START PROVIDED TEXT
GUARDIANS: Tracey West and Lisa Nicol from Gympie Wildlife Rescue and two recovering possums
GUARDIANS: Tracey West and Lisa Nicol from Gympie Wildlife Rescue and two recovering possums Jacob Carson

How everyone can save wildlife these holidays

IT IS an all too common and unfortunate sight along our roads this time of year - the bloody remains of an animal caught and killed under the tyres of an unsuspecting motorist.

The summer holidays also means more cars on the roads than at any other time of the year, meaning the threat has never been higher for some of our most at-risk species.

"From what we've seen, the most common cases we get are actually kangaroos and wallabies, followed closely by possums and koalas," Gympie Wildlife Rescue spokeswoman Tracey West said.

"It's more common than you'd think and people are surprised at how close they come into town."

Enclosures run the length of Tracey's home, many containing seriously injured animals.

There are a number of causes that can bring new visitors, including attacks by cats and dogs, but the biggest offender is our roads by far.

"It isn't just vehicles moving at high speeds either," Mrs West added.

"Take a look at Gympie, and you'll see major work being done to the major roads and highways - naturally leading to habitat destruction as well."

Quietly pulling open a plastic basket on her counter-top, Mrs West revealed the tiny bodies of two baby possums.

They had clung to the body of their dead mother for hours after she was struck by a passing car - only alive due to a passer-by stopping and bringing them in.

"The word is getting out about not just driving past, people are stopping and checking on these animals," she said.

"Kids in particular are really good with this kind of stuff, and it's going a long way in saving these animals."

Of course, the goal is to avoid hitting the animals altogether, which is why Mrs West recommends making use of a hypersonic car whistle, which can be purchased cheaply and easily.

"These whistles emit a pitch at a frequency so high we can't hear it," she said.

"But they can and hopefully it'll mean they'll steer well away from your car when you're speeding past."

So what should you do if you hit or come across an animal when travelling?

According to Gympie Wildlife Rescue, an injured animal can often mean an aggressive or agitated animal as well.

Even for animals that aren't regarded as being particularly dangerous, it may try to defend itself.

"The most important thing when approaching an animal is to cover it's body with a blanket to calm it down," Mrs West says.

"There's a chance it could lash out or possibly injure itself further if you approach it directly."

If the animal is dangerous, a spokesman for Australia Zoo recommends keeping your distance and phoning the Wildlife Emergency Hotline on 1300 369 652 while waiting nearby.

This hotline directly connects to a network of veterinarians and animal rescuers around the state, ready to answer the call.

"Alternatively, if it's not a dangerous animal and if the motorist has the right type of tools they can bring the animal to Australia Zoo Wildlife Hospital," the spokesman says.

"The hospital is a free service and our dedicated nurses and vets will take the patient and care for them as needed."
END PROVIDED TEXT
## WORK REQUEST
Answer these questions using the wildlife article above:
(a) Which animals are the most common cases Gympie Wildlife Rescue gets?
(b) What does Mrs West say to cover an injured animal's body with?
(c) What is the phone number of the Wildlife Emergency Hotline?
The records come from a separate source unrelated to the wildlife article.
START RAW DATA
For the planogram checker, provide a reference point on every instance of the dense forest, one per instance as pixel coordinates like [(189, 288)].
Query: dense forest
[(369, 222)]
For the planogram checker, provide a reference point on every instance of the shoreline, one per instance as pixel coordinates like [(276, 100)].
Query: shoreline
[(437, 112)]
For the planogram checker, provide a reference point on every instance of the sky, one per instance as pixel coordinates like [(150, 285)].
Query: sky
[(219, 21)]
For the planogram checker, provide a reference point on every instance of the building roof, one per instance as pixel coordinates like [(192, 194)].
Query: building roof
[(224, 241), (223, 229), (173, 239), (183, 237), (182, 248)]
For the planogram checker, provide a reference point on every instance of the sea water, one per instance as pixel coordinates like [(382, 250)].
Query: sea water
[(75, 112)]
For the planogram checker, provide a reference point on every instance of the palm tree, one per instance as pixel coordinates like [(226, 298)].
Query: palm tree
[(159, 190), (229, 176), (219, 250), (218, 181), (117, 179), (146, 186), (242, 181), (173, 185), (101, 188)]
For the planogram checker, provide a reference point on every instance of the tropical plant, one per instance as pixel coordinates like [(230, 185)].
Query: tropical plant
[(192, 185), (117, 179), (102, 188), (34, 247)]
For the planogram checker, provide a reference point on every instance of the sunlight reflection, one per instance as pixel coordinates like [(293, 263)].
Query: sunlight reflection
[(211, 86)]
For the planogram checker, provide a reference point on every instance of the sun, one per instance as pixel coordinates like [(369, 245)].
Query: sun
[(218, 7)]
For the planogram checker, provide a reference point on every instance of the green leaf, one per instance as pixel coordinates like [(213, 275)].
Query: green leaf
END RAW DATA
## RESULT FOR THIS EXERCISE
(a) Kangaroos and wallabies
(b) A blanket
(c) 1300 369 652